DATA FOR PROCESSING >>
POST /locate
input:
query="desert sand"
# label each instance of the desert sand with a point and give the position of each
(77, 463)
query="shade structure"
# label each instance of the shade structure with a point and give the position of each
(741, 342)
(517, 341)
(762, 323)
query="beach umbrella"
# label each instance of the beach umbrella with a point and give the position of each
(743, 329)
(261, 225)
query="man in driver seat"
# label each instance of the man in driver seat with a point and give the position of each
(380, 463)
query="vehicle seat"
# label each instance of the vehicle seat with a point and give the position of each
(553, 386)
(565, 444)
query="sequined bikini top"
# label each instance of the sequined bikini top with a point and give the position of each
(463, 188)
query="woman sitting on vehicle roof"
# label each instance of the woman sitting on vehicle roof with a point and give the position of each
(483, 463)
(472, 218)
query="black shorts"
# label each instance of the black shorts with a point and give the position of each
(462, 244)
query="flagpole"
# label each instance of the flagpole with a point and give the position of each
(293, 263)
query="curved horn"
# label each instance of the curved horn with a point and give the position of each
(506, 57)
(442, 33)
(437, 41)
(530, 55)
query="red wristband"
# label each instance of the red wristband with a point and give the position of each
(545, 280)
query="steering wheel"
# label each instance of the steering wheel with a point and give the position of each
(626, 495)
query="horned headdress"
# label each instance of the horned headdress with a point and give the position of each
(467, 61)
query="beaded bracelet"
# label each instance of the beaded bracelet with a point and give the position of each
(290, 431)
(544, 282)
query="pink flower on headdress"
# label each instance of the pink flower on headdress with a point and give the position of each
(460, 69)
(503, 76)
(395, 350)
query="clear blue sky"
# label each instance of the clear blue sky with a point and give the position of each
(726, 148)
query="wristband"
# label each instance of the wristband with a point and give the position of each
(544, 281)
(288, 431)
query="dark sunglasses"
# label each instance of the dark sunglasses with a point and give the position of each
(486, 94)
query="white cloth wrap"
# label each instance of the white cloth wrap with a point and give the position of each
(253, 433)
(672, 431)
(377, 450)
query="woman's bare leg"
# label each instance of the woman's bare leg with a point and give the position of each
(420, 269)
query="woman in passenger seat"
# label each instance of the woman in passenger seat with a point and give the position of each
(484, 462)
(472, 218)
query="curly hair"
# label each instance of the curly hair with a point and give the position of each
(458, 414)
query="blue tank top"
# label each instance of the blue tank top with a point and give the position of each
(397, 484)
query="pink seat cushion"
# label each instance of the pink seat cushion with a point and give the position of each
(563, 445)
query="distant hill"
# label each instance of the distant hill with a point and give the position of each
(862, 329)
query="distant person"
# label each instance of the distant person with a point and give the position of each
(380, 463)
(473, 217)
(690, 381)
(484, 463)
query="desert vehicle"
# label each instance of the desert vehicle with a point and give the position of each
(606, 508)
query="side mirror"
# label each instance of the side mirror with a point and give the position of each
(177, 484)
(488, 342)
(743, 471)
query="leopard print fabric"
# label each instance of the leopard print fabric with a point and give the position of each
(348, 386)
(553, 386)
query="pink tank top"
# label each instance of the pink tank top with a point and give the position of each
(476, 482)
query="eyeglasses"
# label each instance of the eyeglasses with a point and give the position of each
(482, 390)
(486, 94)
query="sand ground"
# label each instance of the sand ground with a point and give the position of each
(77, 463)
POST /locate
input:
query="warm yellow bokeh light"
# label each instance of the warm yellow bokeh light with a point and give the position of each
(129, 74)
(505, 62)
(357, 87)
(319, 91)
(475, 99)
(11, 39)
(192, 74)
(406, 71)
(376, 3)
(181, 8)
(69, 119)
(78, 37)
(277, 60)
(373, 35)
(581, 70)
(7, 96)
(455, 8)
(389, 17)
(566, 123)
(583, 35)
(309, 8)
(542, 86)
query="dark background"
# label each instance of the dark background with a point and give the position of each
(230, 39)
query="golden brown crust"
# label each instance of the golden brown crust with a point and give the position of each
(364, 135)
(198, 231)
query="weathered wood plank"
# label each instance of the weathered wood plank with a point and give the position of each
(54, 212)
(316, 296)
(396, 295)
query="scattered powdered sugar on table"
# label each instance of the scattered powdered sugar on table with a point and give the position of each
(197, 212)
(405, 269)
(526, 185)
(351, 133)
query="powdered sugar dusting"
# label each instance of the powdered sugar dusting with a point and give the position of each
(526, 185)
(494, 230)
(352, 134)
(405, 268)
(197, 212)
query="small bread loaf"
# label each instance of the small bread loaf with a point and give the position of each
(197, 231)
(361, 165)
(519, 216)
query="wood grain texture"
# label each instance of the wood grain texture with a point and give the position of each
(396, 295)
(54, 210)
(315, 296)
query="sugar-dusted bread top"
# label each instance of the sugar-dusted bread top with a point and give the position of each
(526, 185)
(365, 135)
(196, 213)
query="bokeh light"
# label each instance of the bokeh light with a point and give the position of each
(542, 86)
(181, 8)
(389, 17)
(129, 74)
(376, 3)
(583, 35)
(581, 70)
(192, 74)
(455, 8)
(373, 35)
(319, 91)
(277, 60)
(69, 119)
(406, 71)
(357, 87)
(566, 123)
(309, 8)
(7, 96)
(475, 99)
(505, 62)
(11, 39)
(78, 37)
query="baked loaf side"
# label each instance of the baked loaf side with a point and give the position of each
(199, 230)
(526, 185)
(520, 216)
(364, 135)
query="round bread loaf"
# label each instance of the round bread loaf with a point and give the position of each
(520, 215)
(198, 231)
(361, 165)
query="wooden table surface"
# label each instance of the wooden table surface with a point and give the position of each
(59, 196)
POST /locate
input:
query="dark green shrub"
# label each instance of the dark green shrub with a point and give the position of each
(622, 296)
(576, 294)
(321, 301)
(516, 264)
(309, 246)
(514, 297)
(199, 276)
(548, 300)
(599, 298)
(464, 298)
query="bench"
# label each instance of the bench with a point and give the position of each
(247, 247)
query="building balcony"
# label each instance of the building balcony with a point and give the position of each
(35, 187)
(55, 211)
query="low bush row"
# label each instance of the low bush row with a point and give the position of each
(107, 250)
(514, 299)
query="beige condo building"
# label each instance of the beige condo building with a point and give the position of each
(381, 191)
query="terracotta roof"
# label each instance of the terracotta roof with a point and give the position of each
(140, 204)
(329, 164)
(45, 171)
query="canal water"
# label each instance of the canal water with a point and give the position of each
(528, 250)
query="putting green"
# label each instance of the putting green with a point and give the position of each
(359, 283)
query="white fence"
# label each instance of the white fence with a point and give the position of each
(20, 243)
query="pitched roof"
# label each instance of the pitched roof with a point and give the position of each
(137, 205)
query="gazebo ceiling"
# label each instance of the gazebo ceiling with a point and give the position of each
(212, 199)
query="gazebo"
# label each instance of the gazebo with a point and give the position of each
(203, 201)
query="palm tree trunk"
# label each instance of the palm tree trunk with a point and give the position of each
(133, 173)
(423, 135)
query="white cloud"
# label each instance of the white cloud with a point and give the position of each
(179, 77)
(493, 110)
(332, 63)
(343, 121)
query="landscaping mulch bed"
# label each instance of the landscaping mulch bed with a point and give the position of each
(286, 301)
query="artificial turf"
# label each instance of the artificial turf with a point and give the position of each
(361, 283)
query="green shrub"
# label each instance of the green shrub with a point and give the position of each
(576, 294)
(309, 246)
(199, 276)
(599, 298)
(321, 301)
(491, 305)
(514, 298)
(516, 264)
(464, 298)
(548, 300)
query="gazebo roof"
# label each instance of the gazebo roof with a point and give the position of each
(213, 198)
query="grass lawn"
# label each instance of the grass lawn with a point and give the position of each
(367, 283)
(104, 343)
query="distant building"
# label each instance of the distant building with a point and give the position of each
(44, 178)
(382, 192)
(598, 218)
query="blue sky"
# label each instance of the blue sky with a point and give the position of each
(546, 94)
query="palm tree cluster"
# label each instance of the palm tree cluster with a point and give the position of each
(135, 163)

STATED PROBLEM >> Return every entry verbatim.

EXERCISE RESULT >>
POST /locate
input:
query="desert sand"
# label each instance of the desert sand with a point and give the position of each
(77, 463)
query="shade structure"
# label each instance of the shade structure with a point and give the position of each
(741, 342)
(517, 341)
(762, 323)
query="beach umbrella"
# label each instance of the beach umbrella with a point and give the position of each
(743, 329)
(261, 225)
query="man in driver seat"
# label each instance of the man in driver seat with a point and give the position of each
(380, 463)
query="vehicle seat"
# label each instance of the vehicle seat with a point and give the position of each
(553, 386)
(565, 444)
query="sequined bikini top"
# label each instance of the sequined bikini top with a point and give the position of each
(463, 188)
query="woman sitting on vehicle roof"
# label each instance of the woman sitting on vehicle roof with a point and give the position of each
(483, 463)
(472, 218)
query="black shorts"
# label each instance of the black shorts with a point and give the position of each
(462, 244)
query="flagpole"
# label each instance of the flagpole with a point and give the position of each
(293, 263)
query="curved horn"
# label each instance of the curved horn with a point and give the position of each
(506, 57)
(442, 33)
(437, 41)
(530, 55)
query="red wristband"
# label each instance of the red wristband with a point and give the position of each
(545, 280)
query="steering wheel"
# label each instance of the steering wheel with a point and give the position of each
(626, 495)
query="horned headdress"
# label each instance of the horned headdress with a point and give the position of each
(467, 61)
query="beaded bracelet"
# label each instance of the beaded bracelet with a point and give the position of each
(290, 431)
(544, 282)
query="pink flower on headdress"
# label each instance of the pink flower on headdress with a point and give the position of each
(460, 69)
(503, 76)
(395, 350)
query="clear blue sky"
# label each instance of the clear blue sky with a point and give the position of each
(726, 148)
query="wristband"
# label each instance of the wristband with a point and give the position of each
(544, 281)
(288, 431)
query="dark sunglasses"
# label each instance of the dark sunglasses with a point and give the position of each
(486, 94)
query="white cloth wrap"
# label each instance of the white cloth wrap with a point and give the position of each
(253, 433)
(672, 431)
(377, 450)
query="woman's bare leg"
# label each instance of the woman's bare leg with a point and give the position of each
(420, 269)
query="woman in passenger seat"
# label each instance of the woman in passenger seat with a point and give the position of each
(484, 462)
(472, 218)
query="curly hair"
# label each instance of the curly hair with a point and give the position of each
(458, 414)
query="blue tank top"
# label each instance of the blue tank top with a point and give the position of each
(397, 484)
query="pink seat cushion"
# label each instance of the pink seat cushion with a point and give the position of each
(563, 445)
query="distant hill"
# label each instance of the distant hill with a point and give the position of each
(862, 329)
query="distant person"
# label each instance of the distant person with a point and give the position of each
(380, 463)
(473, 217)
(690, 381)
(484, 463)
query="desert vehicle"
# label each instance of the desert vehicle with a point and give the position of each
(606, 508)
query="side mirror"
# label each instance of the side mirror with a point and give the position of each
(177, 484)
(488, 342)
(743, 471)
query="leopard print fabric"
# label each instance of the leopard print fabric with a point and give the position of each
(348, 386)
(553, 386)
query="pink tank top"
# label each instance of the pink tank top with a point and give the position of each
(476, 482)
query="eyeglasses"
# label each instance of the eyeglasses with a point and give the position of each
(482, 390)
(486, 94)
query="sand ground"
# label each instance of the sand ground with a point and give the position of each
(77, 463)
POST /locate
input:
query="warm yellow bokeh light"
# label each instance of the warm yellow bokeh light with a point and give the position of each
(129, 74)
(505, 62)
(357, 87)
(319, 91)
(475, 99)
(11, 39)
(192, 74)
(406, 71)
(376, 3)
(181, 8)
(69, 119)
(78, 37)
(277, 60)
(373, 35)
(581, 70)
(7, 96)
(455, 8)
(389, 17)
(566, 123)
(583, 35)
(309, 8)
(542, 86)
query="dark background"
# label each instance of the dark background with a point and give the position of each
(230, 39)
query="golden brown crust"
# label each instance of the golden brown crust with a point and give the position of each
(364, 135)
(198, 231)
query="weathered wood plank"
# label each instance of the weathered wood plank with a point and give the position of each
(54, 212)
(316, 296)
(396, 295)
query="scattered powdered sugar on table"
# label each instance of the scattered powdered sugar on table with a point and give the position of each
(197, 212)
(405, 269)
(526, 185)
(351, 133)
query="powdered sugar dusting"
# label each instance of the powdered sugar dusting with a point and give the position of each
(526, 185)
(494, 230)
(352, 134)
(405, 268)
(197, 212)
query="small bread loaf"
# label each instance of the small bread loaf with a point and give the position of each
(197, 231)
(361, 165)
(519, 216)
query="wood grain texture"
# label each instance of the wood grain texture with a point and give the position of each
(396, 295)
(54, 210)
(315, 296)
query="sugar-dusted bread top"
# label each instance of the sugar-dusted bread top with a point and give the position of each
(526, 185)
(365, 135)
(196, 213)
query="bokeh light"
# label each instance of the bokeh light with a point and give the position of each
(542, 86)
(181, 8)
(389, 17)
(129, 74)
(376, 3)
(583, 35)
(581, 70)
(192, 74)
(455, 8)
(373, 35)
(319, 91)
(277, 60)
(69, 119)
(406, 71)
(357, 87)
(566, 123)
(309, 8)
(7, 96)
(475, 99)
(505, 62)
(11, 39)
(78, 37)
query="baked loaf side"
# label each instance of the baked loaf side with a point and give the position of each
(199, 230)
(526, 185)
(520, 216)
(364, 135)
query="round bread loaf"
# label each instance of the round bread loaf with a point and give the position of each
(520, 215)
(198, 231)
(361, 165)
query="wooden table surface"
# label each instance of the wooden table surface with a point and give the position of each
(59, 196)
POST /locate
input:
query="dark green shrub"
# label each instance of the dark green shrub with a point and give the position of each
(622, 296)
(576, 294)
(321, 301)
(516, 264)
(309, 246)
(514, 297)
(199, 276)
(548, 300)
(599, 298)
(464, 298)
query="bench"
# label each instance of the bench with a point and give the position of each
(247, 247)
query="building balcony"
# label each instance of the building balcony with a point and give the position of each
(35, 187)
(55, 211)
query="low bush row"
# label each instance of the low bush row with a point and give the position of each
(107, 250)
(514, 299)
query="beige condo building"
# label each instance of the beige condo building with a point and give the position of each
(381, 191)
query="terracotta roof"
# label each instance of the terracotta roof with a point and give the position of each
(140, 204)
(329, 164)
(45, 171)
query="canal water"
# label each instance of the canal water with a point and give the position of each
(528, 250)
query="putting green"
# label each instance of the putting green with a point and give the position of each
(359, 283)
query="white fence"
# label each instance of the white fence with a point and give the position of each
(20, 243)
query="pitched roof"
# label each instance of the pitched roof with a point and give the position of each
(137, 205)
query="gazebo ceiling"
# label each instance of the gazebo ceiling with a point and give the position of each
(212, 199)
query="gazebo"
# label each instance of the gazebo with a point and give the position of each
(203, 201)
query="palm tree trunk"
# label each instance of the palm tree trunk with a point and give the position of each
(133, 173)
(423, 135)
query="white cloud"
# label each instance of the white cloud with a point and give the position of each
(179, 77)
(493, 110)
(332, 63)
(343, 121)
query="landscaping mulch bed"
# label each instance of the landscaping mulch bed with a point and give the position of each
(286, 301)
query="artificial turf"
# label each instance of the artificial turf with a point and give the position of each
(361, 283)
query="green shrub"
# label each instance of the green shrub with a point and give the position of each
(576, 294)
(309, 246)
(199, 276)
(599, 298)
(321, 301)
(491, 305)
(514, 298)
(516, 264)
(464, 298)
(548, 300)
query="gazebo roof"
# label each instance of the gazebo roof with a point and give the position of each
(213, 198)
query="grass lawn"
# label each instance of the grass lawn with a point and give the position of each
(367, 283)
(104, 343)
query="distant building"
# label each instance of the distant building with a point and give the position of each
(44, 178)
(382, 192)
(598, 218)
query="blue sky"
# label each instance of the blue sky with a point and give the position of each
(546, 94)
query="palm tree cluster"
# label each instance of the palm tree cluster with a point and give the position of each
(135, 163)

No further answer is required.